=== Material for this exercise ===

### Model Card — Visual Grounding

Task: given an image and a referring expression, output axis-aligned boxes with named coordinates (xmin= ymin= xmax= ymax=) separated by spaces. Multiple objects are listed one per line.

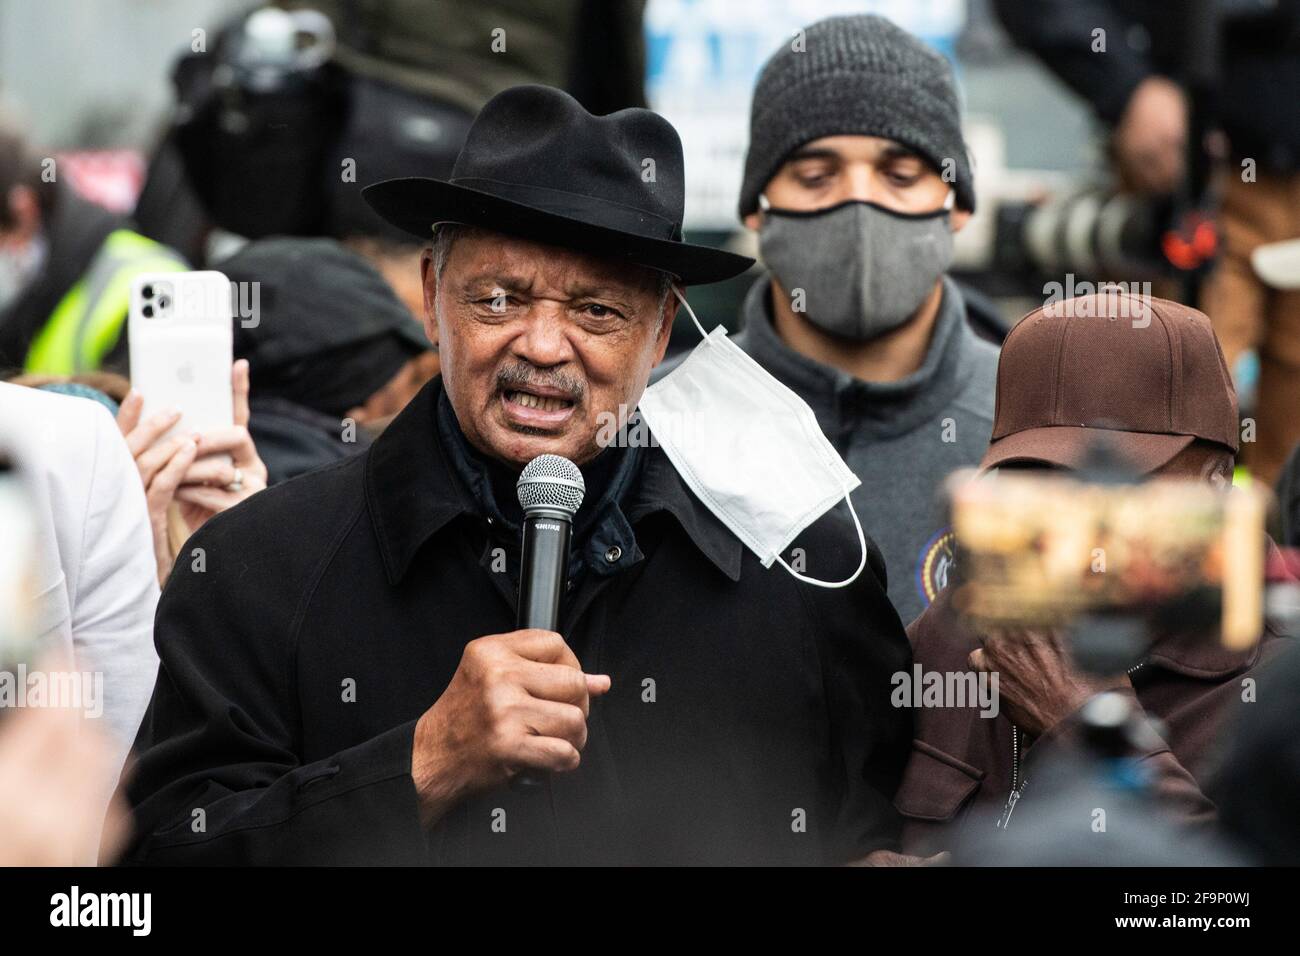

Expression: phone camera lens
xmin=141 ymin=284 xmax=154 ymax=299
xmin=142 ymin=304 xmax=154 ymax=318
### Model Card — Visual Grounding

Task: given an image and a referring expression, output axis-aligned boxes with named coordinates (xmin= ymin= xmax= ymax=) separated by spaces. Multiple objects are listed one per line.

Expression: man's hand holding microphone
xmin=410 ymin=629 xmax=609 ymax=826
xmin=411 ymin=454 xmax=600 ymax=824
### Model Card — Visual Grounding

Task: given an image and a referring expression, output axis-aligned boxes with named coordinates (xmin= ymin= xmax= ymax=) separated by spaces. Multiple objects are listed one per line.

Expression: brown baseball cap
xmin=981 ymin=291 xmax=1239 ymax=473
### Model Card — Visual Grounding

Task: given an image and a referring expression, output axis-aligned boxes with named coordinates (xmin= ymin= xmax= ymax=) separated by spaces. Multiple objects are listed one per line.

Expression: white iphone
xmin=128 ymin=271 xmax=234 ymax=455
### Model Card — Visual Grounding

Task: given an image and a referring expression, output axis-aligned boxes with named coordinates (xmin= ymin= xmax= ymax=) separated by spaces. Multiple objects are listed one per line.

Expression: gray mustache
xmin=495 ymin=365 xmax=586 ymax=401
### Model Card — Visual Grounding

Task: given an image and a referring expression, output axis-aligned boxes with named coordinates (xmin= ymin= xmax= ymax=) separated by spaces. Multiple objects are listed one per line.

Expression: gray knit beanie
xmin=739 ymin=14 xmax=975 ymax=218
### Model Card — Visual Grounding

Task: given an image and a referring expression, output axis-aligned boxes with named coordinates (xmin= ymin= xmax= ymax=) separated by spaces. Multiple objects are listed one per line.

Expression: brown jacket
xmin=896 ymin=586 xmax=1282 ymax=857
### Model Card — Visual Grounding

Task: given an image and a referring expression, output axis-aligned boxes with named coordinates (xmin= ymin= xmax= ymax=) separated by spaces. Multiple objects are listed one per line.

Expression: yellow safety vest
xmin=24 ymin=229 xmax=187 ymax=374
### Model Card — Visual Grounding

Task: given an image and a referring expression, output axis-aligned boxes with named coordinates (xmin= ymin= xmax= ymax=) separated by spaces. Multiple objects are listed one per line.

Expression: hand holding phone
xmin=123 ymin=273 xmax=268 ymax=580
xmin=118 ymin=358 xmax=269 ymax=584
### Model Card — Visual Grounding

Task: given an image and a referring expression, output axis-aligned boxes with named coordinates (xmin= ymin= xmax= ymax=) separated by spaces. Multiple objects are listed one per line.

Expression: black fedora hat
xmin=361 ymin=85 xmax=753 ymax=285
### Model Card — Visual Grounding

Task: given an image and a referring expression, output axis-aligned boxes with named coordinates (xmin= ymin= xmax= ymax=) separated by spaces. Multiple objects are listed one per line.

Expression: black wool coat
xmin=125 ymin=377 xmax=912 ymax=865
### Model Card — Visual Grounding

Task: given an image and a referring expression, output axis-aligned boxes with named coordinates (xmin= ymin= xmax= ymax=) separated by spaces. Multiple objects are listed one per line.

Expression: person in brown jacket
xmin=893 ymin=291 xmax=1284 ymax=860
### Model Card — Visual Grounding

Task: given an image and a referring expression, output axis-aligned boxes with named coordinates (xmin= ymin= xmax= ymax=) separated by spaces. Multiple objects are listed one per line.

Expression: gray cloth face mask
xmin=757 ymin=198 xmax=954 ymax=339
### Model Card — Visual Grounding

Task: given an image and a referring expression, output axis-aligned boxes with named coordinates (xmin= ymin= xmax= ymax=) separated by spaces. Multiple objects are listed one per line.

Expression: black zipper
xmin=995 ymin=727 xmax=1024 ymax=829
xmin=996 ymin=659 xmax=1146 ymax=831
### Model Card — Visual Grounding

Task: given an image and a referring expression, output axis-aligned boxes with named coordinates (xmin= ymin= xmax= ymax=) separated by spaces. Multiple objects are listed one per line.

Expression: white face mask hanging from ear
xmin=637 ymin=289 xmax=868 ymax=588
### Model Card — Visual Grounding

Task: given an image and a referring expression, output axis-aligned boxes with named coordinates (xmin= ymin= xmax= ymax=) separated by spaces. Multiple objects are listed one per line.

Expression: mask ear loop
xmin=672 ymin=286 xmax=708 ymax=339
xmin=774 ymin=490 xmax=868 ymax=588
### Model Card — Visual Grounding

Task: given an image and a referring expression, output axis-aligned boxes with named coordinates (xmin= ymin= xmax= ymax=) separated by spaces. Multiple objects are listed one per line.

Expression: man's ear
xmin=651 ymin=286 xmax=681 ymax=367
xmin=950 ymin=208 xmax=972 ymax=234
xmin=418 ymin=248 xmax=439 ymax=345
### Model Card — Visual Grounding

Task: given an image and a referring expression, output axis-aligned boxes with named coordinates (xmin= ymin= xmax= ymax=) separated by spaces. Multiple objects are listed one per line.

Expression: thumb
xmin=116 ymin=390 xmax=142 ymax=436
xmin=585 ymin=673 xmax=611 ymax=696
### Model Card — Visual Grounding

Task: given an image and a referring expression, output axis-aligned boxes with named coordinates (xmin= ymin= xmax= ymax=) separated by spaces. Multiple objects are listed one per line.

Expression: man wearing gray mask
xmin=730 ymin=14 xmax=998 ymax=625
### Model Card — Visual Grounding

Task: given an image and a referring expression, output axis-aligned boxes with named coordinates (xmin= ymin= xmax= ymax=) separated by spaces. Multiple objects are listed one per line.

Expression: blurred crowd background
xmin=1 ymin=0 xmax=1299 ymax=869
xmin=5 ymin=0 xmax=1299 ymax=484
xmin=0 ymin=0 xmax=1123 ymax=338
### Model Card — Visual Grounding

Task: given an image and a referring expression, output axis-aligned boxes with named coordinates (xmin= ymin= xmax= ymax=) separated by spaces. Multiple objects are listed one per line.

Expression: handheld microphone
xmin=511 ymin=454 xmax=585 ymax=792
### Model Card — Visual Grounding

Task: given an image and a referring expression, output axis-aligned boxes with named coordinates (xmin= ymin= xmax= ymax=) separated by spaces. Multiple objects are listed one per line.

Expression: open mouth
xmin=500 ymin=387 xmax=579 ymax=427
xmin=503 ymin=390 xmax=574 ymax=413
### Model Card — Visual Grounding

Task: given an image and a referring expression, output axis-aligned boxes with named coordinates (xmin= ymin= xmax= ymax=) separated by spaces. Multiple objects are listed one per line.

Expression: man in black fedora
xmin=124 ymin=85 xmax=911 ymax=865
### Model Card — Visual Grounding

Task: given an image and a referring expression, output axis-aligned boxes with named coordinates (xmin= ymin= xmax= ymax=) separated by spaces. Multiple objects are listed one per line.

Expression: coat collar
xmin=365 ymin=377 xmax=744 ymax=585
xmin=627 ymin=440 xmax=744 ymax=582
xmin=1141 ymin=539 xmax=1288 ymax=678
xmin=365 ymin=378 xmax=472 ymax=585
xmin=435 ymin=384 xmax=646 ymax=581
xmin=1144 ymin=626 xmax=1266 ymax=680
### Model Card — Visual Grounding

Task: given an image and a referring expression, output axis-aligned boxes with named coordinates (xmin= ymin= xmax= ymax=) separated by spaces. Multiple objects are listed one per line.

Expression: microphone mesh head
xmin=517 ymin=454 xmax=585 ymax=515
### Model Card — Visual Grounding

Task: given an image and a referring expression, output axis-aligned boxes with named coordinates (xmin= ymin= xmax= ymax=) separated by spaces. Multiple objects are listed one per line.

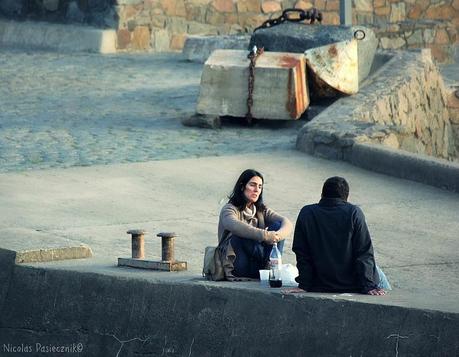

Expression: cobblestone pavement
xmin=0 ymin=49 xmax=305 ymax=173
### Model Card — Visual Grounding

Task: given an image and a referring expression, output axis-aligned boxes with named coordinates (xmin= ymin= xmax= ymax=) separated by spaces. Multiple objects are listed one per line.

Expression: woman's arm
xmin=264 ymin=208 xmax=293 ymax=239
xmin=220 ymin=204 xmax=277 ymax=242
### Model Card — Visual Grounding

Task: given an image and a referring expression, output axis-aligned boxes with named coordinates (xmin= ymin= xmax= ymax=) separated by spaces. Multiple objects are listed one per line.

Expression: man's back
xmin=293 ymin=197 xmax=379 ymax=293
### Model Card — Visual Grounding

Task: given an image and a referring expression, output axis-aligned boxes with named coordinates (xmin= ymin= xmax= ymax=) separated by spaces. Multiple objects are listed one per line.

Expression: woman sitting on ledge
xmin=218 ymin=169 xmax=293 ymax=280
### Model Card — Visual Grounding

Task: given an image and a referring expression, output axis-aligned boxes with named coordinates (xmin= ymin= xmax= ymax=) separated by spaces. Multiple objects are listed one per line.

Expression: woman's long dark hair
xmin=228 ymin=169 xmax=266 ymax=212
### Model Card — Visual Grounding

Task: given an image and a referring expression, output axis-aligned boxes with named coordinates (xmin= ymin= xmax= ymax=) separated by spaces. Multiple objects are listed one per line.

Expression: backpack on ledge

===

■ **Assigned task**: Beginning with the line that holds "Expression: woman's long dark hair", restate word for word every line down to the end of the data, and only those lines.

■ **Reply**:
Expression: woman's long dark hair
xmin=228 ymin=169 xmax=266 ymax=212
### Model Card — Visual Grounding

Task: given an image and a referring expression, output axis-aligned boxes with named coordinates (xmin= ymin= xmax= ymax=) separated by spaces. Multiple objects are listed one per line.

Expression: backpack on ledge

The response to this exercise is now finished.